### EXCERPT TO READ
Neil Simon On Playwriting II

August 31, 2011

Adapted from: The Craft of the Playwright

The New York Times, May 26, 1985

I like writing women very much. I have shared the confidences of women more than I have of men. Men are more close-mouthed about their real feelings, whereas women, if the situation is right, open up. It’s exotic for me to write about women, because they are so different.

But it always amazes me — when I get a director I like and who likes the play, he understands everything I mean, where the actor doesn’t. The reason I won’t direct a play is that I will watch what a director does and say, “I never thought of it quite that way.”

I have a number of directors that I work with frequently. I haven’t worked with Mike (Nichols) in a number of years, but I did do four plays with Mike, and I did four plays with Gene Saks and other people. You find someone that you have shorthand battles with — you know, you don’t have to have long discussions about it, because they know what you’re looking for. I don’t like to sit at rehearsals all day long, so I like to feel that I am being well represented.
######
### LISTED RECORDS
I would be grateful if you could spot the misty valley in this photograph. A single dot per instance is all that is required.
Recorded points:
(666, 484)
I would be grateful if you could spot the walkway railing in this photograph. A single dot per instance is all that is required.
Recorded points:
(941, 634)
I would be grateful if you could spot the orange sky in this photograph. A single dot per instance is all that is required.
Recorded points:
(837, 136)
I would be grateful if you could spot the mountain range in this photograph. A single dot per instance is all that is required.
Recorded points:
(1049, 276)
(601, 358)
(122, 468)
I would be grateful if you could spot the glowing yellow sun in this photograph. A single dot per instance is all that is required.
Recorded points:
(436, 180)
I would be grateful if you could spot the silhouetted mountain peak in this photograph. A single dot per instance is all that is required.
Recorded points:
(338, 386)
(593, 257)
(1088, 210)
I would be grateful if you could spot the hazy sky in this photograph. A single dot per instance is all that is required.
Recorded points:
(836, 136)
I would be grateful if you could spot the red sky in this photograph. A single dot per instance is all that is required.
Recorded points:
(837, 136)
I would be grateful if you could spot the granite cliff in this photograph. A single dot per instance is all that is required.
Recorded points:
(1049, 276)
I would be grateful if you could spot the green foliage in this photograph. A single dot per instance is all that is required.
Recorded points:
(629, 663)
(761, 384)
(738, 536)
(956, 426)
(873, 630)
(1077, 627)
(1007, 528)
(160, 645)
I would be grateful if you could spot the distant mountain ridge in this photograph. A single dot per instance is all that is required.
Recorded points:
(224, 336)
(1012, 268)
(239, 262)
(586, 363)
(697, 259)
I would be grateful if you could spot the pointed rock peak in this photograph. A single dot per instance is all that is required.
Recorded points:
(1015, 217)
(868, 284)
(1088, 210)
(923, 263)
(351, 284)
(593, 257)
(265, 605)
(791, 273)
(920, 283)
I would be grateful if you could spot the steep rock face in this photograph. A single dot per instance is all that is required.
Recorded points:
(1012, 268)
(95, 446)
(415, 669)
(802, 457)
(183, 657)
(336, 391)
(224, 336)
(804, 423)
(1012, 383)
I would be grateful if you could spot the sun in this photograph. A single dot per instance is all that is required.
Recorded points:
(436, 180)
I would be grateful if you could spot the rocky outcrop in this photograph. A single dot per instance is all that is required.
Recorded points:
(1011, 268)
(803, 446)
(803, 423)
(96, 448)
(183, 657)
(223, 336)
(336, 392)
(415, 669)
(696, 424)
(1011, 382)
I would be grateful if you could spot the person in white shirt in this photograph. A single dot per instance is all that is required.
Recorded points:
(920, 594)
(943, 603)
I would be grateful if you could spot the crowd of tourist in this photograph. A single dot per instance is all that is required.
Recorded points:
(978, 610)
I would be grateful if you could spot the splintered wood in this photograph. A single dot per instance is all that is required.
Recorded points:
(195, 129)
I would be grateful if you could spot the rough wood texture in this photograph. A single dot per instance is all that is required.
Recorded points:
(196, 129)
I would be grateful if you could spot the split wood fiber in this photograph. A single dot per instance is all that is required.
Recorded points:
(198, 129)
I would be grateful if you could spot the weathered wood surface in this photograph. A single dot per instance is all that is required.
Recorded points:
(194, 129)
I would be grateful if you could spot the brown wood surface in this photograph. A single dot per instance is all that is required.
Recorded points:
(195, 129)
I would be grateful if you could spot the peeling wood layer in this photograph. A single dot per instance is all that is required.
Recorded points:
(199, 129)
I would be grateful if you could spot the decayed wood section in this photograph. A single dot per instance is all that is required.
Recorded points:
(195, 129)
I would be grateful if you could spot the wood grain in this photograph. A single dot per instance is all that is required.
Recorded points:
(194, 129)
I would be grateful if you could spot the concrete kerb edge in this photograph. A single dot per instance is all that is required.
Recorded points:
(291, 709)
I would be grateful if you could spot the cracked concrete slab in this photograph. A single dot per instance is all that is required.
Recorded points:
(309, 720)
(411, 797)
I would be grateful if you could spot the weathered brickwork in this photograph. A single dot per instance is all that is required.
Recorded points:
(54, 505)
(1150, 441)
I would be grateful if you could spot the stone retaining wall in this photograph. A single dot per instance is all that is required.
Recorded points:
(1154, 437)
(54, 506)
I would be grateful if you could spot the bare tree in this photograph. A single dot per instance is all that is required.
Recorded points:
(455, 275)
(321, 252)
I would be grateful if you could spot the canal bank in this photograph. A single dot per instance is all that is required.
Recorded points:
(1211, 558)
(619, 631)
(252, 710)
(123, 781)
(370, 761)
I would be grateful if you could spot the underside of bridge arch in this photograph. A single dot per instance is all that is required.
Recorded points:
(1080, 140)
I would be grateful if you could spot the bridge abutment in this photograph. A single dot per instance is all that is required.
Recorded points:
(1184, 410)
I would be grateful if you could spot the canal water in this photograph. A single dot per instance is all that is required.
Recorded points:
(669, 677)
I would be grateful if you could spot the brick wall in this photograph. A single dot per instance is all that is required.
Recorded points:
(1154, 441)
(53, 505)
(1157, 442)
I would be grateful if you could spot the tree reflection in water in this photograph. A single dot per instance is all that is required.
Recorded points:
######
*TASK PROMPT*. List every person named in the Neil Simon playwriting excerpt above.

*ANSWER TO THE PROBLEM*.
Neil Simon
Mike Nichols
Gene Saks